>>>

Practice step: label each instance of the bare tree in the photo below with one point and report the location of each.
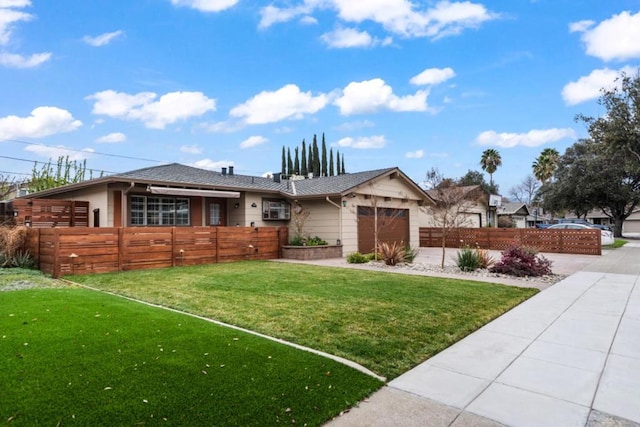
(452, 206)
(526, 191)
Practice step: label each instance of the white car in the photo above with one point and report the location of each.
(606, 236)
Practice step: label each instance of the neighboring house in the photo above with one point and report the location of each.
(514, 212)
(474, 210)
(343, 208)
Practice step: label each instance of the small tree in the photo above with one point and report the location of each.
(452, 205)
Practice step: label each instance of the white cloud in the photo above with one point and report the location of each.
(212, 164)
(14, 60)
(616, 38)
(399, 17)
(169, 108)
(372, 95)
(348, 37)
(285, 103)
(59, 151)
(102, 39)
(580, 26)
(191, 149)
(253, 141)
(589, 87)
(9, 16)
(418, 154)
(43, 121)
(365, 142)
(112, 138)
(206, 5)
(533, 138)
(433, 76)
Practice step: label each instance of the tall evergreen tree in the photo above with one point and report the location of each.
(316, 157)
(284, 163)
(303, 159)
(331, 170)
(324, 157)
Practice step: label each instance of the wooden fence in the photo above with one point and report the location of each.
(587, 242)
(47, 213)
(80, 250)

<<<

_TASK DETAILS_
Quote every line of the records above exactly; no picture is to be copied.

_THE REPLY_
Practice step: label each instance of the bare tree in the photo below with one point and report the location of each.
(452, 206)
(526, 191)
Practice step: label each instance of the white car in the photo above with one point and report the location of each.
(606, 236)
Practice step: label each instance of the neighboring house in the photo above with one point and report the location of each.
(514, 212)
(474, 210)
(343, 208)
Practice step: label each instance of the small tree in the photo above with one point and report the location of each.
(452, 205)
Practice step: label each instance of the white cloud in the photo above with one point and report the location of each.
(212, 164)
(14, 60)
(616, 38)
(399, 17)
(169, 108)
(372, 95)
(348, 37)
(285, 103)
(59, 151)
(102, 39)
(580, 26)
(191, 149)
(253, 141)
(589, 87)
(9, 16)
(418, 154)
(43, 121)
(365, 142)
(112, 138)
(206, 5)
(533, 138)
(433, 76)
Practice step: label each instance of the tall evergreen tree in the photo above with one point and report the location of each.
(316, 157)
(284, 163)
(303, 159)
(331, 170)
(324, 157)
Practice step: label each instance of the wooden fence in the photo above with one point and report the location of each.
(587, 242)
(47, 213)
(80, 250)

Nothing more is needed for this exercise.